(PASSAGE SHOWN):
○ ○ ○

Metadata-Version: 2.1
Name: zipfanalysis
Version: 0.5
Summary: Tools for analysing Zipf's law from text samples
Home-page: https://github.com/chasmani/zipfanalysis
Author: Charlie Pilgrim
Author-email: pilgrimcharlie2@gmail.com
License: UNKNOWN
Description: ============
        zipfanalysis
        ============
        
        Tools in python for analysing Zipf's law from text samples. 
        
        This can be installed as a package from the python3 package library using the terminal command:
        ::
        
        	>>> pip3 install zipfanalysis
        
        -----
        Usage
        -----
        
        The package can be used from within python scripts to estimate Zipf exponents, assuming a simple power law model for 
        word frequencies and ranks. To use the pacakge import it using
        ::
        
        	import zipfanalysis
        
        -------------
        Simple Method
        -------------
        
        The easiest way to carry out an analysis on a book or text file, using different estimators, is:
        ::
        
        	alpha_clauset = zipfanalysis.clauset("path_to_book.txt")
        
        	alpha_pdf = zipfanalysis.ols_pdf("path_to_book.txt", min_frequency=3)
        
        	alpha_cdf = zipfanalysis.ols_cdf("path_to_book.txt", min_frequency=3)
        
        	alpha_abc = zipfanalysis.abc("path_to_book.txt")
        
        ---------------
        In Depth Method
        ---------------
        
        Convert a book or text file to the frequency of words, ranked from highest to lowest: 
        ::
        
        	word_counts = zipfanalysis.preprocessing.preprocessing.get_rank_frequency_from_text("path_to_book.txt")
        	
        
        Carry out different types of analysis to fit a power law to the data:
        ::
        
        	# Clauset et al estimator
        	alpha_clauset = zipfanalysis.estimators.clauset.clauset_estimator(word_counts)
        
        	# Ordinary Least Squares regression on log(rank) ~ log(frequency) 
        	# Optional low frequency cut-off
        	alpha_pdf = zipfanalysis.estimators.ols_regression_pdf.ols_regression_pdf_estimator(word_counts, min_frequency=2)
        
        	# Ordinary least squares regression on the complemantary cumulative distribution function of ranks
        	# OLS on log(P(R>rank)) ~ log(rank)

○ ○ ○

(THINGS TO DO):
**A.** According to the package description, what terminal command installs the package?
**B.** Repeat the package description word for word, starting with "Metadata-Version: 2.1" and going on through "from text samples.".
The data after this point comes from a separate source, not from the package description.

(INFORMATION SHOWN):
○ ○ ○

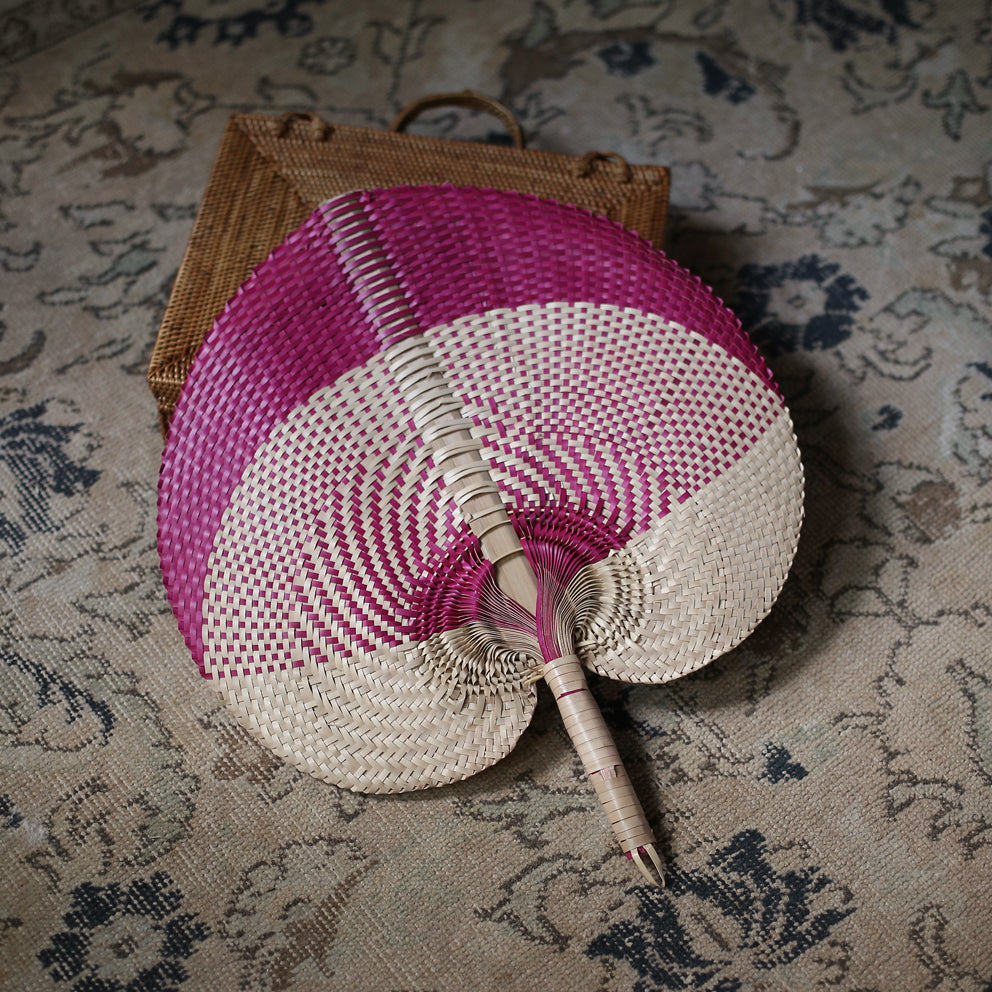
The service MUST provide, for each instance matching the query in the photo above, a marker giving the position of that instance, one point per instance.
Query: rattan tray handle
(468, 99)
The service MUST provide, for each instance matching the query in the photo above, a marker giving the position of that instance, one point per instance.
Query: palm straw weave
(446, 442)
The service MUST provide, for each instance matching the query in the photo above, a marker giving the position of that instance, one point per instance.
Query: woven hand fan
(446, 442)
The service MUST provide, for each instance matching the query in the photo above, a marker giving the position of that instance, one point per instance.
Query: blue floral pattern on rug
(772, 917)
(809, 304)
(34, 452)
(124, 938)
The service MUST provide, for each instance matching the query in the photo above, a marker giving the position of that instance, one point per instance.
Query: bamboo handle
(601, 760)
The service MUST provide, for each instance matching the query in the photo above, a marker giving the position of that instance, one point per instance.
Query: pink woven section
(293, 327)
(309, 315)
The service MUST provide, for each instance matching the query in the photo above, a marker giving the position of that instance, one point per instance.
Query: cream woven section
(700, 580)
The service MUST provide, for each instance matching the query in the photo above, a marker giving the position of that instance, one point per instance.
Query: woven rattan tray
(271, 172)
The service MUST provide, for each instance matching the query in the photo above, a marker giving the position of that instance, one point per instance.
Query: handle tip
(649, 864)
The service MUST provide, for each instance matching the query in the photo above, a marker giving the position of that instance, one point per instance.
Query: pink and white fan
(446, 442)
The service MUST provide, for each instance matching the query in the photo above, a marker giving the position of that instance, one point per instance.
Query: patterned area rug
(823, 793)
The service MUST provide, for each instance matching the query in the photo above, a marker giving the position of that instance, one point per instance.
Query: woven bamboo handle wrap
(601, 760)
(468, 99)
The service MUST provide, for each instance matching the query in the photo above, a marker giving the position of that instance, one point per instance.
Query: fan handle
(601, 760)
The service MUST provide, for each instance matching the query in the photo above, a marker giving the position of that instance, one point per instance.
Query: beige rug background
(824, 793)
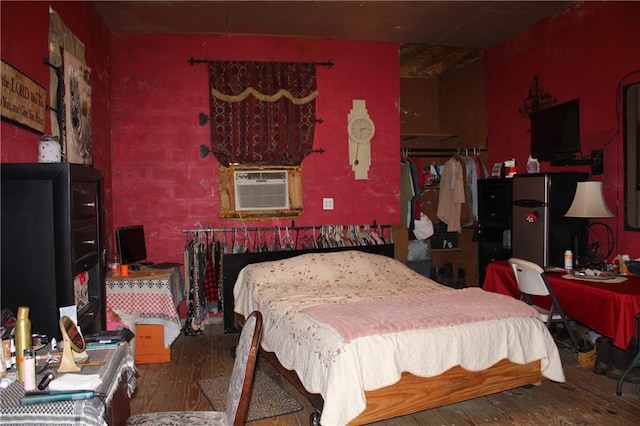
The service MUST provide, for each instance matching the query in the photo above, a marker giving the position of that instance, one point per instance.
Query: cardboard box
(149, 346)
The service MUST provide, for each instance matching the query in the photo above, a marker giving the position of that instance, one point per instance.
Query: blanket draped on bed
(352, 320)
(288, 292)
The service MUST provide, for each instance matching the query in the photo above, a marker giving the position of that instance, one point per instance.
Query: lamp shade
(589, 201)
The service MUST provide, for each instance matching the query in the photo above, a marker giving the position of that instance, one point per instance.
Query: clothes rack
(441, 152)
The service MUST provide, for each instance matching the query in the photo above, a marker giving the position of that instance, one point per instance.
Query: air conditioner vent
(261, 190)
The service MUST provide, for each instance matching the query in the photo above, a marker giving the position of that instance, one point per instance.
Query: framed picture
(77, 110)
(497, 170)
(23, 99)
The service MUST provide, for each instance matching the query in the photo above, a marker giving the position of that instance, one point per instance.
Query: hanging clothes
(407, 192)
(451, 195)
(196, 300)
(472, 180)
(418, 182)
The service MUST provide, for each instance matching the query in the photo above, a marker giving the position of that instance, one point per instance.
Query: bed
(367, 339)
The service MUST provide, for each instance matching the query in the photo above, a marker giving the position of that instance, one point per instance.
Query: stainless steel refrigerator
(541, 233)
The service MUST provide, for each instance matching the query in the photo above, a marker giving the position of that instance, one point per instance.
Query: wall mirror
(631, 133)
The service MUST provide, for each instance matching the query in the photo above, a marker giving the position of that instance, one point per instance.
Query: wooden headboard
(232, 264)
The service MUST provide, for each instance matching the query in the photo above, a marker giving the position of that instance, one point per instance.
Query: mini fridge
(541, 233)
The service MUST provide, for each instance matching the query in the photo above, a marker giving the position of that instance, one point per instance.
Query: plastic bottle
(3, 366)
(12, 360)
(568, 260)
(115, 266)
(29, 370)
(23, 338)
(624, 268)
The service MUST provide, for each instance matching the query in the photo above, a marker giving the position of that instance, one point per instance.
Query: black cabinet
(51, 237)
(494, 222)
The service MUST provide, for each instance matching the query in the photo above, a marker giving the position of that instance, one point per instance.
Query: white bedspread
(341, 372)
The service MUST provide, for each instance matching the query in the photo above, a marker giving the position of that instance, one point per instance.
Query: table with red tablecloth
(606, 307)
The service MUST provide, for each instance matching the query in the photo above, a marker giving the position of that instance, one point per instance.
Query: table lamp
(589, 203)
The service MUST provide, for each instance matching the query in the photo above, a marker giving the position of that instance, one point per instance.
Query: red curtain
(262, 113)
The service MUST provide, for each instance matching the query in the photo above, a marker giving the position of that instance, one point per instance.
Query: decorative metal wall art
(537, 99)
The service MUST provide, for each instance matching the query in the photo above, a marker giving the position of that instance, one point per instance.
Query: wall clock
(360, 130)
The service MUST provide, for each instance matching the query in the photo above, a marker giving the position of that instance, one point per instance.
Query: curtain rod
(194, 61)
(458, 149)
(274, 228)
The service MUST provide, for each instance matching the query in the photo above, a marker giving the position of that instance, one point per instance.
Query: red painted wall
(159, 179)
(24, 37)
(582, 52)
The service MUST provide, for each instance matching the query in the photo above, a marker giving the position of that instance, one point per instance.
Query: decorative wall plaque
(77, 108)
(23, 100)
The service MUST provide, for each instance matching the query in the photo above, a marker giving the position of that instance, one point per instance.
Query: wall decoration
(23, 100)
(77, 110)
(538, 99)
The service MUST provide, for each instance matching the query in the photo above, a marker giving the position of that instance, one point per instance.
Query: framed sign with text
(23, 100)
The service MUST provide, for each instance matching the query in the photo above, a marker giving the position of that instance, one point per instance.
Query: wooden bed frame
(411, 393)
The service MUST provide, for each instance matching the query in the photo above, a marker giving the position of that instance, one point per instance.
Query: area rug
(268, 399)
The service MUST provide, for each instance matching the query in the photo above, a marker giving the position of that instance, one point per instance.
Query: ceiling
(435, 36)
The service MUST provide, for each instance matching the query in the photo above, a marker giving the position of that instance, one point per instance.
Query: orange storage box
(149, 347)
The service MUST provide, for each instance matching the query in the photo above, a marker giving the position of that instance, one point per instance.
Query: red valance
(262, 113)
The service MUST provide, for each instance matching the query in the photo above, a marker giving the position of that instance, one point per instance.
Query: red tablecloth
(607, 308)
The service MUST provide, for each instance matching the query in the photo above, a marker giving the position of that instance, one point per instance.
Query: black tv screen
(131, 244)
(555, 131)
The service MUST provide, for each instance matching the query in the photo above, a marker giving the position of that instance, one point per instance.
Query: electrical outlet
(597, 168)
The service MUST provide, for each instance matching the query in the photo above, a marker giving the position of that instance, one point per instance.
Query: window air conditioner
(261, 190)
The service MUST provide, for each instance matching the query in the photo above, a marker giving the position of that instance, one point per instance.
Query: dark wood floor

○ ○ ○

(FULL SOLUTIONS):
**A.** pip3 install zipfanalysis

**B.**
Metadata-Version: 2.1
Name: zipfanalysis
Version: 0.5
Summary: Tools for analysing Zipf's law from text samples
Home-page: https://github.com/chasmani/zipfanalysis
Author: Charlie Pilgrim
Author-email: pilgrimcharlie2@gmail.com
License: UNKNOWN
Description: ============
        zipfanalysis
        ============
        
        Tools in python for analysing Zipf's law from text samples.